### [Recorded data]
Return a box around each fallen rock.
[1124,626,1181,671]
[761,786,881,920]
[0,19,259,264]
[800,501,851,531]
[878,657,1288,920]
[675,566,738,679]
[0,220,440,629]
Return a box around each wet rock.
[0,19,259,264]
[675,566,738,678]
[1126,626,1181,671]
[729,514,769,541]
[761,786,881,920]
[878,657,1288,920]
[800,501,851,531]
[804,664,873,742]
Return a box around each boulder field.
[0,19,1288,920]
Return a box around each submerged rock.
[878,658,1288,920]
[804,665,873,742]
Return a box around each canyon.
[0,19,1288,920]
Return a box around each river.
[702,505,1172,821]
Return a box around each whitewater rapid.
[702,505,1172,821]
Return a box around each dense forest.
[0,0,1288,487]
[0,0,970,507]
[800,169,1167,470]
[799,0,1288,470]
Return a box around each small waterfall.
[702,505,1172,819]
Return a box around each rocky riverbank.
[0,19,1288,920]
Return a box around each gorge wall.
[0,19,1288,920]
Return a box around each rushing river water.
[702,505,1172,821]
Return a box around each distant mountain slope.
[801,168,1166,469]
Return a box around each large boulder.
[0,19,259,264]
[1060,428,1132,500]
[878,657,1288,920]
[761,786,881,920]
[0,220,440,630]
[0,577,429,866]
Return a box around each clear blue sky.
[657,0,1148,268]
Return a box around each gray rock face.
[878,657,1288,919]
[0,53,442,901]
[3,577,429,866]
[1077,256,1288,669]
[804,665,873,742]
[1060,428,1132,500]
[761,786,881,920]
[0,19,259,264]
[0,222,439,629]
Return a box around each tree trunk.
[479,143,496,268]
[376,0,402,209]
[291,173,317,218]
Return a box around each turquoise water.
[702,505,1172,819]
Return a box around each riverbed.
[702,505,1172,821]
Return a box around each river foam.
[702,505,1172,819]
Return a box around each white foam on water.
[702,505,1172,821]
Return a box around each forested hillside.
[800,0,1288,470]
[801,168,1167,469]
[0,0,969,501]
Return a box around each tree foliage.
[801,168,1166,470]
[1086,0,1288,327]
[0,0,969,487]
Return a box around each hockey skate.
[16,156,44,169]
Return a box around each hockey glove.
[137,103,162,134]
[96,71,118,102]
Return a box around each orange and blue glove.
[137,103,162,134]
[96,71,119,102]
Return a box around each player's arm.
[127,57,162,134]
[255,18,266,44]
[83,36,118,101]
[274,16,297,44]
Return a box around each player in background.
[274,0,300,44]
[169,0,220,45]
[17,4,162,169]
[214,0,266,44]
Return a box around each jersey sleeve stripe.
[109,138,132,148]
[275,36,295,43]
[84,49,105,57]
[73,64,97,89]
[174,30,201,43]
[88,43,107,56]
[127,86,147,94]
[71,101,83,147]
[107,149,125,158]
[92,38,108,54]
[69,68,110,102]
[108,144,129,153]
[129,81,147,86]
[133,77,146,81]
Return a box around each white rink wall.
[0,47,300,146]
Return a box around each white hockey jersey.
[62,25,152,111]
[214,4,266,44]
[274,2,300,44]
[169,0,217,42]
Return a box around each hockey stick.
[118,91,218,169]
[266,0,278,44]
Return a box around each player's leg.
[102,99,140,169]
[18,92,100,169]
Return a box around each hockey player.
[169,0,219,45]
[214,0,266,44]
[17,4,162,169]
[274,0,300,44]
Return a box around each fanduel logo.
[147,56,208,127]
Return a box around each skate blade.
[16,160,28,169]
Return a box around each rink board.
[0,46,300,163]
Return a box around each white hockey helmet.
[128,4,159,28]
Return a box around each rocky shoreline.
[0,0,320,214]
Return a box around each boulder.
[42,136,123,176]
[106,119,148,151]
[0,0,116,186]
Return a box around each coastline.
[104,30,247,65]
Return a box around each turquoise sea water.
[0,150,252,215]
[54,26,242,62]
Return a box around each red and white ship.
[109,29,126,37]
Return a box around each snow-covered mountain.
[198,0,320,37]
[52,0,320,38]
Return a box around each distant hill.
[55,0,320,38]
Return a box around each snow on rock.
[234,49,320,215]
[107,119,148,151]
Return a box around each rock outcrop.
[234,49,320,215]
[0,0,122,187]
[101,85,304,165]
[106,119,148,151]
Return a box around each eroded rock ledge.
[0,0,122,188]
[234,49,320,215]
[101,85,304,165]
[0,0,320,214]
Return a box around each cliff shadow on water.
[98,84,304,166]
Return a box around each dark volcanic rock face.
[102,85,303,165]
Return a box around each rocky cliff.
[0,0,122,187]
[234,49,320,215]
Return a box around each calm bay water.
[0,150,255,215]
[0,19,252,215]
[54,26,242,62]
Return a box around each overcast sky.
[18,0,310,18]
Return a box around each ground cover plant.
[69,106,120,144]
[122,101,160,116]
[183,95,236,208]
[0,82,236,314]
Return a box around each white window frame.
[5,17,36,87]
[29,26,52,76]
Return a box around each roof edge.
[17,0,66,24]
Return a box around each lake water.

### [REQUIREMENT]
Please quote the listing above in full, reproducing every line word for word.

### [ANSWER FOR THIS EXERCISE]
Return a box around each fallen rock.
[1124,626,1181,671]
[761,786,881,920]
[0,19,259,264]
[800,501,851,531]
[878,657,1288,920]
[675,566,738,679]
[0,220,440,629]
Return a box around each wet rock.
[0,19,259,264]
[675,566,738,678]
[1126,626,1181,671]
[729,514,769,541]
[761,786,881,920]
[878,657,1288,920]
[800,501,851,531]
[804,664,873,742]
Return a box around each boulder field.
[0,19,1288,920]
Return a box around each submerged rock.
[878,658,1288,920]
[804,665,873,742]
Return a box around each canyon.
[0,19,1288,920]
Return a box around each river.
[702,505,1172,821]
Return a box around each whitewater rapid.
[702,505,1172,821]
Return a box around each dense forest.
[0,0,1288,487]
[0,0,970,507]
[800,169,1167,470]
[799,0,1288,470]
Return a box around each small waterfall.
[702,505,1172,819]
Return a box around each rocky riverbank.
[0,19,1288,920]
Return a box around each gorge wall.
[0,19,1288,920]
Return a box around each rushing river water.
[702,505,1172,821]
Return a box around each distant mountain slope.
[801,168,1166,469]
Return a box around each large boulder.
[0,19,259,264]
[1060,428,1132,500]
[878,657,1288,920]
[761,786,881,920]
[0,220,440,630]
[0,577,429,866]
Return a box around each clear blue sky.
[657,0,1148,268]
Return a box around each gray rock face.
[878,657,1288,919]
[0,53,442,901]
[3,577,429,866]
[1077,256,1288,669]
[804,665,873,742]
[1060,428,1132,500]
[761,786,881,920]
[0,19,259,264]
[0,222,439,629]
Return a box around each tree trunk.
[479,143,496,268]
[376,0,402,209]
[291,173,317,218]
Return a box around each turquoise water.
[702,505,1172,819]
Return a box around each riverbed.
[702,505,1172,821]
Return a box around each river foam.
[702,505,1172,819]
Return a box around each white foam on water.
[702,505,1172,821]
Return a box around each forested hillside.
[800,0,1288,470]
[801,168,1167,469]
[0,0,969,501]
Return a box around each tree foliage.
[801,168,1166,470]
[1086,0,1288,327]
[0,0,969,487]
Return a box around each hockey skate.
[16,156,44,169]
Return a box around each hockey glove.
[137,103,162,134]
[96,71,118,102]
Return a box around each orange and blue glove.
[137,103,162,134]
[96,71,119,102]
Return a box around each player's arm.
[127,57,162,134]
[255,18,266,44]
[83,36,118,101]
[274,16,297,44]
Return a box around each player in background.
[274,0,300,44]
[169,0,220,45]
[17,4,162,169]
[214,0,266,44]
Return a box around each jersey sleeve stripe.
[109,138,132,148]
[275,36,295,43]
[84,49,105,57]
[73,64,97,89]
[174,30,201,43]
[88,43,107,56]
[127,86,147,94]
[71,101,83,147]
[107,149,125,158]
[92,38,108,54]
[69,68,110,102]
[108,144,129,153]
[129,81,147,86]
[133,77,146,81]
Return a box around each white rink wall.
[0,47,300,146]
Return a box around each white hockey jersey.
[62,25,152,111]
[214,4,266,44]
[274,2,300,44]
[169,0,217,42]
Return a box around each hockey stick.
[118,91,218,169]
[266,0,278,44]
Return a box around each player's leg.
[102,99,140,169]
[18,92,100,169]
Return a box around each hockey player.
[169,0,219,45]
[214,0,266,44]
[17,4,162,169]
[274,0,300,44]
Return a box around each fanduel logo.
[147,56,208,127]
Return a box around each skate blade.
[16,160,28,169]
Return a box around each rink board.
[0,46,300,163]
Return a box around each white hockey helmet.
[128,4,159,28]
Return a box around each rocky shoreline.
[0,0,320,214]
Return a box around each boulder.
[42,136,123,176]
[106,119,148,151]
[0,0,116,186]
Return a box around each coastline.
[104,30,247,65]
Return a box around each turquoise sea water.
[0,150,252,215]
[54,26,242,62]
Return a box around each red and white ship.
[109,29,126,37]
Return a box around each snow-covered mountain.
[198,0,320,37]
[52,0,320,38]
Return a box around each distant hill.
[55,0,320,38]
Return a box around each snow on rock.
[234,49,320,215]
[107,119,148,151]
Return a box around each rock outcrop.
[234,49,320,215]
[0,0,122,187]
[101,85,304,165]
[106,119,148,151]
Return a box around each eroded rock ledge.
[0,0,122,188]
[234,49,320,215]
[101,85,304,165]
[0,0,320,214]
Return a box around each cliff shadow on water.
[98,84,304,166]
Return a box around each dark volcanic rock face.
[102,85,303,165]
Return a box around each rocky cliff.
[0,0,122,187]
[234,49,320,215]
Return a box around each calm bay water.
[0,150,255,215]
[0,19,252,215]
[54,26,242,62]
Return a box around each overcast sky.
[18,0,310,18]
Return a box around each ground cover plant.
[69,106,120,144]
[122,101,160,116]
[183,95,236,208]
[0,82,236,314]
Return a box around each white window frame.
[5,17,36,87]
[29,26,52,76]
Return a box around each roof edge.
[17,0,66,24]
Return a box around each lake water.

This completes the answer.